_Work to do_. Show every line of the material below that contains the word "white", matching case exactly.

Entries from a dataset

□ □ □ □ □ □ □

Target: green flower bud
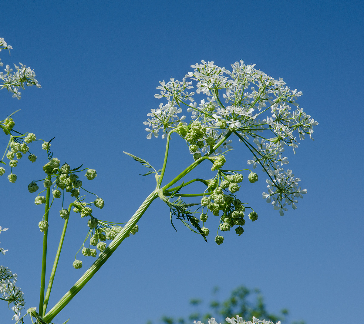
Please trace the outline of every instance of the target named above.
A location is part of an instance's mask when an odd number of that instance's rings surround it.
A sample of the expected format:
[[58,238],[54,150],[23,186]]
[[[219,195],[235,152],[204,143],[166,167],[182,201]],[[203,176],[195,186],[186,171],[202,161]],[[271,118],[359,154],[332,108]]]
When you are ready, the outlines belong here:
[[226,128],[226,122],[225,120],[219,120],[216,123],[216,126],[220,128]]
[[62,209],[59,211],[59,215],[64,219],[67,219],[70,217],[70,212],[67,209]]
[[80,190],[78,189],[74,189],[71,193],[71,197],[74,197],[75,198],[77,198],[80,194]]
[[29,150],[29,148],[27,144],[25,143],[23,143],[20,144],[20,149],[19,150],[21,151],[22,152],[25,154]]
[[235,182],[232,182],[229,185],[229,190],[232,194],[238,191],[240,189],[238,184]]
[[27,137],[24,139],[24,141],[25,143],[27,143],[29,144],[29,143],[31,143],[33,141],[35,141],[36,139],[37,138],[35,137],[35,135],[32,133],[30,133],[28,134]]
[[[96,176],[95,175],[95,177]],[[70,173],[70,180],[71,182],[74,182],[78,179],[78,176],[74,173]]]
[[[96,251],[96,250],[95,250]],[[88,247],[84,247],[81,250],[81,252],[85,256],[90,256],[91,255],[91,250]]]
[[60,198],[62,196],[62,193],[58,189],[54,190],[52,192],[54,198]]
[[205,234],[205,236],[207,236],[209,235],[209,229],[207,227],[202,227],[201,229],[202,230],[202,232],[203,232],[203,234]]
[[240,236],[244,232],[244,229],[242,227],[237,227],[235,228],[235,231]]
[[14,142],[13,141],[10,143],[10,148],[11,150],[15,153],[21,149],[20,145],[19,143]]
[[207,206],[210,203],[210,198],[209,197],[203,197],[201,199],[201,205]]
[[206,106],[206,108],[209,112],[213,112],[215,110],[215,105],[212,102],[210,102]]
[[193,154],[193,159],[195,161],[196,160],[198,160],[201,156],[202,155],[199,152],[197,152]]
[[106,248],[106,243],[104,243],[103,242],[100,242],[97,244],[97,246],[96,246],[96,248],[97,248],[99,251],[101,251],[102,252],[103,251],[105,250],[105,249]]
[[29,154],[28,156],[28,158],[29,159],[29,161],[32,163],[35,162],[37,159],[37,157],[33,154]]
[[12,129],[13,127],[15,126],[15,123],[13,120],[12,118],[7,118],[4,121],[4,126],[6,127],[6,130],[4,130],[4,133],[6,134],[10,134],[10,131]]
[[15,154],[12,151],[9,151],[6,154],[6,157],[9,160],[12,160],[15,156]]
[[73,262],[72,266],[75,269],[81,269],[82,267],[82,262],[79,260],[75,260]]
[[201,222],[206,222],[207,220],[207,216],[206,214],[202,213],[200,216],[200,219]]
[[88,216],[92,214],[92,209],[90,207],[84,207],[81,211],[81,218]]
[[134,235],[139,230],[139,227],[137,225],[135,225],[134,227],[131,229],[130,231],[130,234]]
[[234,224],[243,226],[245,223],[245,220],[244,218],[236,218],[234,220]]
[[230,184],[230,182],[228,180],[224,180],[221,181],[220,184],[220,187],[221,189],[226,189],[229,187],[229,185]]
[[217,187],[217,181],[215,180],[211,180],[209,182],[209,185],[207,186],[207,189],[210,190],[213,190]]
[[18,163],[17,160],[11,160],[9,162],[9,165],[12,167],[15,167]]
[[[241,207],[241,202],[238,199],[236,199],[233,202],[233,203],[234,205],[238,208],[240,208]],[[243,211],[244,211],[244,210]]]
[[37,196],[35,197],[34,203],[36,205],[46,203],[46,197],[43,196]]
[[102,198],[96,198],[94,202],[94,204],[98,208],[102,209],[105,204],[105,202]]
[[224,241],[224,237],[221,235],[218,235],[215,238],[215,242],[219,245]]
[[229,225],[227,223],[223,223],[222,224],[220,224],[220,229],[222,231],[223,231],[224,232],[226,231],[230,231],[230,225]]
[[48,142],[45,142],[42,144],[42,148],[45,151],[47,151],[51,147],[51,144]]
[[9,182],[12,182],[13,183],[16,181],[17,178],[16,174],[14,174],[13,173],[11,173],[8,176],[8,180],[9,180]]
[[90,238],[90,245],[96,246],[99,243],[99,240],[97,238],[97,234],[94,234]]
[[239,182],[241,182],[243,181],[243,178],[242,174],[241,174],[240,173],[236,173],[234,176],[235,182],[237,182],[238,183]]
[[71,167],[67,163],[64,163],[60,167],[61,173],[67,174],[70,172]]
[[180,122],[178,125],[176,127],[176,131],[181,137],[185,138],[187,134],[187,126]]
[[255,222],[258,219],[258,214],[255,211],[252,211],[249,214],[249,218],[253,222]]
[[52,186],[52,181],[48,179],[46,179],[43,183],[43,185],[44,188],[50,188]]
[[92,180],[92,179],[95,179],[97,176],[96,170],[94,169],[89,169],[85,175],[85,177],[89,180]]
[[218,157],[215,159],[214,164],[211,168],[211,171],[213,171],[214,170],[217,170],[220,169],[226,162],[226,159],[223,155]]
[[189,146],[188,148],[191,152],[192,152],[193,153],[194,153],[198,149],[198,147],[197,146],[194,145],[190,145],[190,146]]
[[87,221],[87,226],[90,228],[94,228],[99,223],[97,219],[95,218],[91,218]]
[[48,222],[46,220],[42,220],[38,223],[38,226],[41,232],[44,232],[48,228]]
[[255,172],[251,172],[248,176],[248,179],[252,183],[256,182],[258,181],[258,175]]
[[39,189],[39,187],[38,186],[38,185],[37,185],[36,183],[34,181],[32,182],[31,182],[28,185],[28,190],[31,193],[35,193]]
[[82,186],[82,182],[81,180],[76,180],[72,183],[74,188],[79,188]]

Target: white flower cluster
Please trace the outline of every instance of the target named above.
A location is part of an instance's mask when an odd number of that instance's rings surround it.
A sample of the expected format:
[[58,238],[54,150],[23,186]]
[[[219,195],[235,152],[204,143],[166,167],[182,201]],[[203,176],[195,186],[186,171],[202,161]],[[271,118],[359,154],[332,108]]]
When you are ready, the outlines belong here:
[[[292,173],[292,170],[288,170],[284,172],[283,168],[280,168],[273,171],[269,170],[268,174],[274,179],[273,182],[267,179],[265,181],[268,184],[267,187],[268,193],[263,193],[263,198],[266,199],[267,203],[272,202],[273,208],[276,210],[279,210],[279,214],[281,216],[284,214],[283,211],[286,211],[288,209],[285,207],[286,204],[292,204],[292,208],[296,209],[297,207],[295,203],[298,201],[296,198],[302,198],[302,194],[307,193],[307,191],[301,189],[298,186],[298,182],[301,181],[299,178],[294,178],[294,175]],[[282,203],[283,198],[285,202]]]
[[20,311],[24,307],[24,293],[15,285],[17,276],[13,274],[7,267],[0,266],[0,295],[8,302],[15,313],[12,319],[19,320]]
[[[8,45],[3,38],[0,37],[0,51],[2,49],[10,49],[12,48]],[[0,59],[0,66],[2,66],[4,64]],[[16,71],[13,72],[13,69],[11,69],[8,65],[7,65],[5,69],[5,73],[0,72],[0,79],[2,80],[2,85],[0,85],[0,89],[5,88],[8,91],[13,93],[13,97],[20,99],[21,98],[21,93],[19,92],[19,88],[24,89],[24,85],[29,86],[35,85],[37,88],[41,88],[40,85],[35,78],[34,71],[29,67],[27,67],[21,63],[20,67],[14,64]]]
[[[252,322],[251,321],[245,321],[242,317],[240,317],[238,315],[236,316],[236,319],[234,317],[232,319],[227,317],[225,319],[225,320],[227,323],[230,324],[256,324],[260,323],[262,324],[274,324],[274,323],[271,321],[266,321],[265,320],[261,320],[254,316],[253,316]],[[195,321],[193,323],[194,324],[203,324],[201,321],[199,321],[198,322]],[[211,317],[209,319],[208,324],[218,324],[218,323],[214,318]],[[281,321],[278,321],[277,324],[281,324]]]
[[[211,154],[213,146],[228,132],[232,133],[253,153],[248,164],[254,168],[260,165],[268,173],[274,187],[269,195],[275,197],[275,209],[280,209],[281,215],[285,210],[285,201],[295,208],[297,202],[292,197],[300,197],[305,191],[296,190],[294,182],[290,181],[290,188],[294,190],[282,192],[280,184],[286,180],[281,179],[283,176],[280,166],[289,163],[287,157],[282,155],[284,147],[291,146],[295,153],[298,141],[304,139],[305,134],[312,138],[313,127],[318,124],[296,103],[302,92],[291,90],[282,78],[275,79],[256,69],[255,65],[245,65],[242,60],[231,64],[231,71],[213,62],[201,62],[191,65],[193,72],[186,74],[182,82],[171,78],[168,83],[160,82],[160,94],[155,97],[165,98],[168,103],[160,104],[158,109],[152,109],[148,114],[150,118],[144,122],[149,126],[146,129],[149,133],[147,138],[152,134],[158,137],[159,131],[163,133],[163,138],[171,130],[176,131],[186,140],[196,159],[202,154]],[[193,97],[195,93],[186,91],[194,86],[186,78],[196,82],[197,94],[208,96],[198,105]],[[222,90],[223,99],[219,93]],[[222,102],[223,100],[226,105]],[[192,103],[186,103],[187,101]],[[188,124],[181,121],[185,116],[179,115],[183,113],[183,105],[191,114],[193,120]],[[196,129],[197,135],[193,133]],[[298,138],[294,134],[296,131]],[[221,146],[231,149],[232,141],[227,140]],[[213,154],[221,151],[219,148]]]

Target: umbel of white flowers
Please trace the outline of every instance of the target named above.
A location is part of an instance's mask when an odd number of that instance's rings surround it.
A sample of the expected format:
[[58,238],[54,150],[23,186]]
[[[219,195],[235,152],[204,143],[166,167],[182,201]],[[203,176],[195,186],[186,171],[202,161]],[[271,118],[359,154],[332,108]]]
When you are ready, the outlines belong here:
[[[268,192],[262,194],[266,202],[279,210],[281,216],[288,210],[287,205],[295,209],[297,198],[307,191],[299,186],[301,179],[292,170],[285,171],[282,167],[289,163],[282,154],[286,146],[291,147],[295,154],[298,140],[306,135],[312,138],[313,127],[318,124],[296,102],[302,92],[290,90],[282,78],[276,80],[256,69],[255,64],[245,65],[242,60],[231,64],[231,71],[214,62],[201,62],[191,65],[194,71],[182,81],[172,78],[168,82],[159,82],[157,89],[160,93],[154,96],[166,101],[147,114],[144,122],[149,133],[147,138],[158,137],[162,133],[165,138],[175,131],[186,140],[197,160],[230,132],[252,153],[248,164],[253,168],[260,165],[268,175]],[[189,92],[194,86],[195,93]],[[194,97],[203,94],[206,97],[198,104]],[[184,105],[191,114],[188,123],[182,114]],[[232,142],[229,138],[221,146],[228,150],[232,148]],[[214,154],[222,152],[219,147]],[[215,161],[211,170],[220,167],[225,158],[220,156]],[[249,180],[257,180],[256,174]],[[238,189],[235,185],[229,186],[232,193]],[[207,206],[208,202],[204,202]]]

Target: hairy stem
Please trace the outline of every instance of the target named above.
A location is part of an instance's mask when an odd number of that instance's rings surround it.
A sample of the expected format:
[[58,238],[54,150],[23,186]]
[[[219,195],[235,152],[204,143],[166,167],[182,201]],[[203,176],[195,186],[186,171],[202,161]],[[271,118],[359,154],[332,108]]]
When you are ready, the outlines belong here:
[[109,246],[102,252],[94,264],[89,268],[88,270],[84,274],[77,282],[63,296],[57,304],[51,309],[43,318],[44,321],[49,323],[63,309],[71,300],[76,296],[85,285],[88,281],[92,278],[101,267],[106,260],[115,252],[120,243],[126,237],[130,231],[140,219],[141,217],[147,210],[152,202],[158,197],[158,192],[155,190],[153,191],[144,201],[143,203],[138,208],[132,217],[130,218],[125,227],[121,230]]
[[[71,211],[71,208],[73,206],[73,203],[70,204],[68,207],[68,211],[69,212]],[[68,221],[69,218],[64,220],[64,224],[63,225],[63,229],[62,231],[62,234],[61,234],[61,239],[59,240],[59,244],[58,245],[58,249],[57,250],[57,253],[56,254],[56,258],[54,259],[54,263],[53,263],[53,267],[52,269],[52,272],[51,273],[51,277],[49,279],[49,283],[48,284],[48,287],[47,289],[47,292],[46,293],[46,297],[44,297],[44,304],[43,306],[43,312],[41,314],[42,316],[44,316],[46,314],[46,311],[47,310],[47,305],[48,304],[48,301],[49,300],[50,296],[51,295],[51,291],[52,290],[52,286],[53,284],[53,280],[54,279],[54,276],[56,274],[56,270],[57,270],[57,266],[58,264],[58,260],[59,259],[59,256],[61,254],[61,251],[62,250],[62,246],[63,244],[63,241],[64,240],[64,235],[66,234],[66,230],[67,229],[67,224],[68,224]]]
[[[51,175],[47,176],[47,179],[51,180]],[[49,200],[51,188],[47,188],[46,197],[46,213],[44,220],[48,222],[49,214]],[[43,254],[42,257],[42,271],[40,277],[40,294],[39,296],[39,314],[43,313],[43,301],[44,297],[44,288],[46,286],[46,265],[47,263],[47,246],[48,242],[48,230],[46,230],[43,233]]]

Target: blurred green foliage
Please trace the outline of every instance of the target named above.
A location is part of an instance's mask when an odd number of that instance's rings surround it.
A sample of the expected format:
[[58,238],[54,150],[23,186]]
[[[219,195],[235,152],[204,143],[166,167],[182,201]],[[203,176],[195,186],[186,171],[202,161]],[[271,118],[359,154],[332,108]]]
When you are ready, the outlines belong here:
[[[194,311],[187,318],[174,317],[163,316],[158,323],[164,324],[191,324],[194,321],[201,321],[207,323],[211,317],[216,319],[218,323],[226,323],[225,319],[231,318],[238,315],[246,320],[251,321],[253,316],[261,320],[269,320],[274,323],[280,321],[283,323],[286,323],[288,310],[282,309],[279,314],[269,312],[266,308],[264,299],[260,291],[257,288],[249,289],[245,286],[240,286],[233,290],[230,296],[226,300],[221,302],[216,296],[219,290],[217,287],[213,289],[214,299],[209,304],[210,312],[202,313],[199,311],[200,305],[202,300],[199,298],[190,300],[190,304],[195,308]],[[147,324],[153,324],[151,321]],[[306,324],[304,321],[292,322],[292,324]]]

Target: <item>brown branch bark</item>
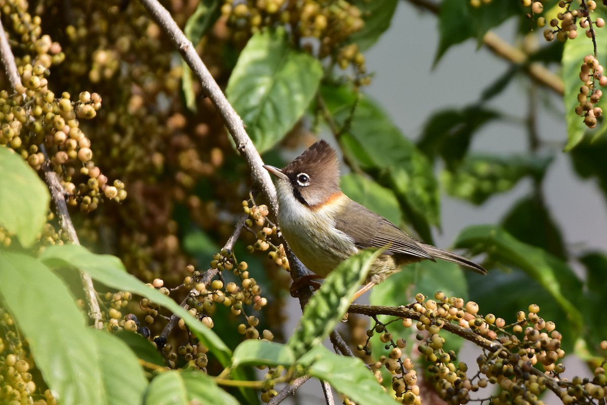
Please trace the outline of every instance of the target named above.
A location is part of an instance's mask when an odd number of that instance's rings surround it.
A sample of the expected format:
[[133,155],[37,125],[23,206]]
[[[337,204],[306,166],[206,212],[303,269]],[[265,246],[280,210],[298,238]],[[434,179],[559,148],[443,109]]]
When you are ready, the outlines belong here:
[[[353,313],[360,313],[370,316],[376,316],[377,315],[392,315],[399,318],[406,318],[410,319],[419,321],[421,314],[415,312],[412,309],[404,306],[400,307],[383,307],[381,305],[363,305],[353,304],[348,308],[348,312]],[[450,322],[446,322],[443,326],[443,329],[448,332],[461,336],[464,339],[474,343],[479,347],[481,347],[492,353],[495,353],[500,349],[507,350],[498,342],[493,342],[486,338],[475,333],[471,329],[463,328],[459,325],[452,324]],[[546,377],[546,385],[551,391],[557,394],[560,397],[562,389],[559,387],[557,381],[546,375],[542,372],[535,367],[531,367],[529,372],[538,376],[543,376]]]
[[[0,59],[4,66],[4,70],[6,72],[12,90],[18,91],[22,89],[23,85],[17,70],[15,56],[10,49],[10,46],[8,44],[8,41],[6,33],[4,32],[4,27],[2,26],[1,21],[0,21]],[[44,150],[44,145],[40,145],[40,147],[41,150]],[[76,234],[73,223],[72,223],[72,218],[67,211],[63,188],[59,183],[57,174],[53,170],[53,166],[46,153],[45,156],[46,160],[42,165],[43,178],[50,192],[51,198],[59,216],[59,224],[63,231],[67,235],[69,242],[74,245],[80,245],[80,242]],[[93,320],[95,328],[103,328],[101,311],[99,307],[99,302],[97,301],[97,293],[93,285],[93,280],[89,274],[83,271],[80,271],[80,279],[82,281],[87,305],[89,307],[89,317]]]
[[278,404],[280,404],[287,398],[295,393],[295,391],[310,379],[310,376],[309,375],[296,378],[291,384],[288,384],[279,391],[278,395],[270,400],[270,402],[268,403],[268,405],[278,405]]
[[[433,14],[438,14],[440,6],[429,0],[407,0],[409,3]],[[544,66],[537,63],[529,63],[527,55],[504,41],[493,31],[488,31],[483,38],[483,44],[494,55],[512,63],[524,65],[527,75],[536,83],[563,95],[565,85],[563,80]]]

□ □ □ □ □ □ □

_Exercise result_.
Target: white flower cluster
Target: umbel of white flowers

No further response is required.